§ **Extracted material**:
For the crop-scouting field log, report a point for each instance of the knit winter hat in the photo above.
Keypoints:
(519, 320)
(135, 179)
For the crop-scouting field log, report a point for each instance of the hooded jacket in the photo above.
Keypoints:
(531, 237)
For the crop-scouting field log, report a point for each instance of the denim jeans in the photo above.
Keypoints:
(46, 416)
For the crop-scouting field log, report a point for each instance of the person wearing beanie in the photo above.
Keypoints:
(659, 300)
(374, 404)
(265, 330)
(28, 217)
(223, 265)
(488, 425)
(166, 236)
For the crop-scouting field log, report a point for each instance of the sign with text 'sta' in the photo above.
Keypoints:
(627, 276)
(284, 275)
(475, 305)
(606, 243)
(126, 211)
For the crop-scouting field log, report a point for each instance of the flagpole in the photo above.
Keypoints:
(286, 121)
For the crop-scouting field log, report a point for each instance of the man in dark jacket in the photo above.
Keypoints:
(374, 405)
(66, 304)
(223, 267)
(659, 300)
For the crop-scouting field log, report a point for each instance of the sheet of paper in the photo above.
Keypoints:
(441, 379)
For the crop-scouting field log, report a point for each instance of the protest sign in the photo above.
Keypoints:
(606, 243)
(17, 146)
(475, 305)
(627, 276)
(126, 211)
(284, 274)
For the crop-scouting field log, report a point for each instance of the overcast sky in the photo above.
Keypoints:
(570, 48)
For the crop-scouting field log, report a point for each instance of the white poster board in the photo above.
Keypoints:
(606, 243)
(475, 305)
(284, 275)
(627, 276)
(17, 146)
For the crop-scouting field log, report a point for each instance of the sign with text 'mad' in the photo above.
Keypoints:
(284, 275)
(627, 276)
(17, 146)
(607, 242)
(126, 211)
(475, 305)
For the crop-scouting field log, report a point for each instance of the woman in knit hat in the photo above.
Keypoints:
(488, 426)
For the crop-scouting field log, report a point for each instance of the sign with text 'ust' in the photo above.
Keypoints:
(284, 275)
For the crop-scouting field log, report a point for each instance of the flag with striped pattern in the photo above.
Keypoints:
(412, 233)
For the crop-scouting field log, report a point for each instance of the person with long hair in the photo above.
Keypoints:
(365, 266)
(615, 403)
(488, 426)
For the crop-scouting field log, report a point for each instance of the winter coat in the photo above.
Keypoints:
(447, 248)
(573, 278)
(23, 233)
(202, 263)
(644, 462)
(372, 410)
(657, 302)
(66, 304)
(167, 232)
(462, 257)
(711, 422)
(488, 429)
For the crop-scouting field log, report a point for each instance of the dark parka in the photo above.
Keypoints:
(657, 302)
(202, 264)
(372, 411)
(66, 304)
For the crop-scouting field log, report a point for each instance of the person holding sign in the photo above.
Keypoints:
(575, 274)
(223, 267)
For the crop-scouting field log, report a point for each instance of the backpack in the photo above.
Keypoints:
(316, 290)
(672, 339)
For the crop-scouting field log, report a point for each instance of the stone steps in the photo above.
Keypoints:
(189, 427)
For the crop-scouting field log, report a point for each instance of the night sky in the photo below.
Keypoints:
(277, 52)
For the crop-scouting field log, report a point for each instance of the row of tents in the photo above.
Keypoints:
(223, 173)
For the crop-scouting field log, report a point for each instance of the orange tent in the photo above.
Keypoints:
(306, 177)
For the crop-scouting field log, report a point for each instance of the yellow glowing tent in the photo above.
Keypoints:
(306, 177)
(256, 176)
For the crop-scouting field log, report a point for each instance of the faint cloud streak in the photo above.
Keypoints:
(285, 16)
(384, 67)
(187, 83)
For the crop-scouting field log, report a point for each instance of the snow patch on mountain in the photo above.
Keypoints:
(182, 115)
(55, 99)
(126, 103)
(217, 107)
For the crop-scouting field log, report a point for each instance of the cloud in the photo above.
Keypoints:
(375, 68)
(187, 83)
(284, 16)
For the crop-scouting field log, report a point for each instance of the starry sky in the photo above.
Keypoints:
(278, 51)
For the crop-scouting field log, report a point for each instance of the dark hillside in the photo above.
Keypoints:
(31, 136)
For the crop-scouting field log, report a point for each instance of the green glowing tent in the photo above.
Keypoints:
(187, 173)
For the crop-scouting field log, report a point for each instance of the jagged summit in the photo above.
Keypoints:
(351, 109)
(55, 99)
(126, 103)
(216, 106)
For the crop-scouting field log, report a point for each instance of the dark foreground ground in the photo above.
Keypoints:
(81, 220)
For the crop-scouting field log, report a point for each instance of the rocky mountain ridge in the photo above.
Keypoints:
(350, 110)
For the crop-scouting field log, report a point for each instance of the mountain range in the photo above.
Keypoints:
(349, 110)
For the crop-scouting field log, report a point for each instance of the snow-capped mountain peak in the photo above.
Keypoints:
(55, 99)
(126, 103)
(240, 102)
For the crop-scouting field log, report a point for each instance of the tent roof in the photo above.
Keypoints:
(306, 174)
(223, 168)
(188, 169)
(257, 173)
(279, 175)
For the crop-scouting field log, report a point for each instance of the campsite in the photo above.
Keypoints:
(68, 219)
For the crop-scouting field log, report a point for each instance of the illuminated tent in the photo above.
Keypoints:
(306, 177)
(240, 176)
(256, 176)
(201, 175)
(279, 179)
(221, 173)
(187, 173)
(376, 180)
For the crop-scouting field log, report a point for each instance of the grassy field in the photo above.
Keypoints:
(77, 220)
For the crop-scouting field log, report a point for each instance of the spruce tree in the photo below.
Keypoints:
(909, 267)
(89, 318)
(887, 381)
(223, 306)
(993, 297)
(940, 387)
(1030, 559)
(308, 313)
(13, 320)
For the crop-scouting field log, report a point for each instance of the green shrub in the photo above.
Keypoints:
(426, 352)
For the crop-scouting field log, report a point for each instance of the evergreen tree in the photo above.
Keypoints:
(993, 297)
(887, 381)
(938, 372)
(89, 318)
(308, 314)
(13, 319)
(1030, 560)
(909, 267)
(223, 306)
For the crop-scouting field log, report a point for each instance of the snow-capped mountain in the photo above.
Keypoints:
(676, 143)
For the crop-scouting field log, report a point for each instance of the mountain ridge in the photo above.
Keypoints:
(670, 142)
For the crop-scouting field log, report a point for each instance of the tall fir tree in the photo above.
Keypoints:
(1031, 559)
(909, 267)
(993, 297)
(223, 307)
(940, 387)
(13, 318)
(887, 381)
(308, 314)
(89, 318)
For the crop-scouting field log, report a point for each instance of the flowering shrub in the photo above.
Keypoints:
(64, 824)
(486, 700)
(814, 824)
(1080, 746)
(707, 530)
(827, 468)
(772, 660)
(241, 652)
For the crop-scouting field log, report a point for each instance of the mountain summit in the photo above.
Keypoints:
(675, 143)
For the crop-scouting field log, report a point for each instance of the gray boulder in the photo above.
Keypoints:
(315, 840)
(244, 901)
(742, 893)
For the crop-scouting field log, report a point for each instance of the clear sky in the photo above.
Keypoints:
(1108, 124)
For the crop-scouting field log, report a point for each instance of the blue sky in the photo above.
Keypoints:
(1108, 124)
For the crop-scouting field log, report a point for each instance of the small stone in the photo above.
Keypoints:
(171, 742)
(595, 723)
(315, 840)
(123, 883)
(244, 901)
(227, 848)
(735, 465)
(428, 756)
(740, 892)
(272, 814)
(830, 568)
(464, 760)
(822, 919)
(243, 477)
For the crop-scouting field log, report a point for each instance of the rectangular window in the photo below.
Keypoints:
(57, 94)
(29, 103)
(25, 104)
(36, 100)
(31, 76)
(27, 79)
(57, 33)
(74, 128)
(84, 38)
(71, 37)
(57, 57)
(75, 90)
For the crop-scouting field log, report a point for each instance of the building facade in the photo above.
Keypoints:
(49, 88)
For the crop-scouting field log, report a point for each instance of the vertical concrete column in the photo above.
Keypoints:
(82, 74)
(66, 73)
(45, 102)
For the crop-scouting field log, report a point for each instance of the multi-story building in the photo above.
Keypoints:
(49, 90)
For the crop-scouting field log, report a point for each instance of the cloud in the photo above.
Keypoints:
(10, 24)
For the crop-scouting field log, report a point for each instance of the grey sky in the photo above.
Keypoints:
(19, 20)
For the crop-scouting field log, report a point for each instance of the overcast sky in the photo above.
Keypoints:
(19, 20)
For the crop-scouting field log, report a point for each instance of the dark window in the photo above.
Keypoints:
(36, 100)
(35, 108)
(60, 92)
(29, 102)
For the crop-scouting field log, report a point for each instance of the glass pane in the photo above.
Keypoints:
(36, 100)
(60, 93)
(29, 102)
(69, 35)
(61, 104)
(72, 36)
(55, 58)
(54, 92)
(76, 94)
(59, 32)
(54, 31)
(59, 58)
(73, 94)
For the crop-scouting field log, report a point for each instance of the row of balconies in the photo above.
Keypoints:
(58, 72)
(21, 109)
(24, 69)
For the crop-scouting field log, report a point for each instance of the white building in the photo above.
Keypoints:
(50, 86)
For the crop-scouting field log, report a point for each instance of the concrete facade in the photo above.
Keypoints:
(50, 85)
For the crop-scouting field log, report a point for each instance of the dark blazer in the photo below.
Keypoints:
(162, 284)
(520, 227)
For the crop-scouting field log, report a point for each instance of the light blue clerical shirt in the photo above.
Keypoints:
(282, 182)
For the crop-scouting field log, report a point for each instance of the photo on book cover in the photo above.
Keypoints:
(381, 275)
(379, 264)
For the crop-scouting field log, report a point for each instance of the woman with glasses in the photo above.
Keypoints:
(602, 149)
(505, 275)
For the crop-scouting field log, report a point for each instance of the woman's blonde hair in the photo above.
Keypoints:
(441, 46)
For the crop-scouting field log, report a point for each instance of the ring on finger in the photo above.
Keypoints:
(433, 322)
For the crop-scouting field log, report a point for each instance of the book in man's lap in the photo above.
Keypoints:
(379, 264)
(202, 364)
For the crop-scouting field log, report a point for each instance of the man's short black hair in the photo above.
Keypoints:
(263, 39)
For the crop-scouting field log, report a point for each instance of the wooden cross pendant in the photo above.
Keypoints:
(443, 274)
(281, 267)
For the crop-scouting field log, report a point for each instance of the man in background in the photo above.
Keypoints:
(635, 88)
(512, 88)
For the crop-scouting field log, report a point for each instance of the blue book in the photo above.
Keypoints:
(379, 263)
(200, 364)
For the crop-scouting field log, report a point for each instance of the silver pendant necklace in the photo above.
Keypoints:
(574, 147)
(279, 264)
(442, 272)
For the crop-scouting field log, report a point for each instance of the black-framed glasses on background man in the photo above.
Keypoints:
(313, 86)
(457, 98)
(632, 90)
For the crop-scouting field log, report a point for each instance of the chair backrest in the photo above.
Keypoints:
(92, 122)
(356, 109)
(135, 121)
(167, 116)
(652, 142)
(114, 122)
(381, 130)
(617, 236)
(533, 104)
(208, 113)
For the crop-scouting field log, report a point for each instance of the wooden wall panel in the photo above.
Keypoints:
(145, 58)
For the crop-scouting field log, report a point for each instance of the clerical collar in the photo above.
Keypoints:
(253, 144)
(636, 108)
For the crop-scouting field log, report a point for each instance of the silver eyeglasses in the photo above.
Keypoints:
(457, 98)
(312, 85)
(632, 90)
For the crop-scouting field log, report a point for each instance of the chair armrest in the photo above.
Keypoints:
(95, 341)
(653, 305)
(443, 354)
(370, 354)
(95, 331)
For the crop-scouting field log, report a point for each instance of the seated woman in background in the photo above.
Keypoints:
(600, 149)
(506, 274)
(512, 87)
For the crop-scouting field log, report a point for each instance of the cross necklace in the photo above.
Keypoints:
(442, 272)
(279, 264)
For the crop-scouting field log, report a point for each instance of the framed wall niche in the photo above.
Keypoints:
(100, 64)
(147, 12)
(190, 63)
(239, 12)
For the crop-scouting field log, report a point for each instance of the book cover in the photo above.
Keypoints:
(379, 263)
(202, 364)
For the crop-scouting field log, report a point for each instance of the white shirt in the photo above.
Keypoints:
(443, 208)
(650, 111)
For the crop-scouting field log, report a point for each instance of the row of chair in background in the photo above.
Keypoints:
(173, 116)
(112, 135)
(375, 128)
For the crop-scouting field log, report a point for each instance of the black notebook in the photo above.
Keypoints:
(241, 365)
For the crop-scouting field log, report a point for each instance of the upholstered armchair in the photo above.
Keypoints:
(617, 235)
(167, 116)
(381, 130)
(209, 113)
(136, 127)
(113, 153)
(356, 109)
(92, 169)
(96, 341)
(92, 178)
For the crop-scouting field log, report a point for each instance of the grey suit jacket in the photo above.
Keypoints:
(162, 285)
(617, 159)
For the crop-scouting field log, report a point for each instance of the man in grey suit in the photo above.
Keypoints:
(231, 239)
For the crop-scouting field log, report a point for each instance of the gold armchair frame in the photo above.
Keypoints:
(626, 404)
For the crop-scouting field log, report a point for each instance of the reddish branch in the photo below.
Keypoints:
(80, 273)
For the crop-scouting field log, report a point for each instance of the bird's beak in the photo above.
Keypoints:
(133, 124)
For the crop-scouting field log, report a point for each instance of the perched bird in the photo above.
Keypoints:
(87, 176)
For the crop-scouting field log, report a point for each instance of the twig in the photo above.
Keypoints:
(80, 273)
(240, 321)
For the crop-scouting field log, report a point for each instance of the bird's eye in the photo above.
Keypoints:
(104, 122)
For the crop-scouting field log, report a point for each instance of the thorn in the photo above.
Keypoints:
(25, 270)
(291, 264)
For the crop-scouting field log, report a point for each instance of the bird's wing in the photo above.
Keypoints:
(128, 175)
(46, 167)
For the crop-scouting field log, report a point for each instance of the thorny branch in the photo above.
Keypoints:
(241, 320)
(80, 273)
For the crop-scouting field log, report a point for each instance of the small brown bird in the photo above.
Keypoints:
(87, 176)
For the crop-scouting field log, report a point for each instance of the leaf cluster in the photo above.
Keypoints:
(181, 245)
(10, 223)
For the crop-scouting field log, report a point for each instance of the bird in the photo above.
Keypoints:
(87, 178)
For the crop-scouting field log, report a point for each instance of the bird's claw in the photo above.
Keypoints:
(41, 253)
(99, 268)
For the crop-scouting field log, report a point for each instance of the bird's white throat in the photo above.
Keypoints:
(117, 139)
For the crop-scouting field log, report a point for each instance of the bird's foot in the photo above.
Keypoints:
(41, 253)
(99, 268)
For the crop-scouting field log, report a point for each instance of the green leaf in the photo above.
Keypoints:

§ **Your goal**: Look through the entries above, find each line containing "shirt", and copy it.

§ **Answer box**:
For the crop-scouting field log, report a point for each instance of the light blue clerical shirt in the photo above.
For the crop-scouting field log, report a point for each instance of the white shirt in the photo above.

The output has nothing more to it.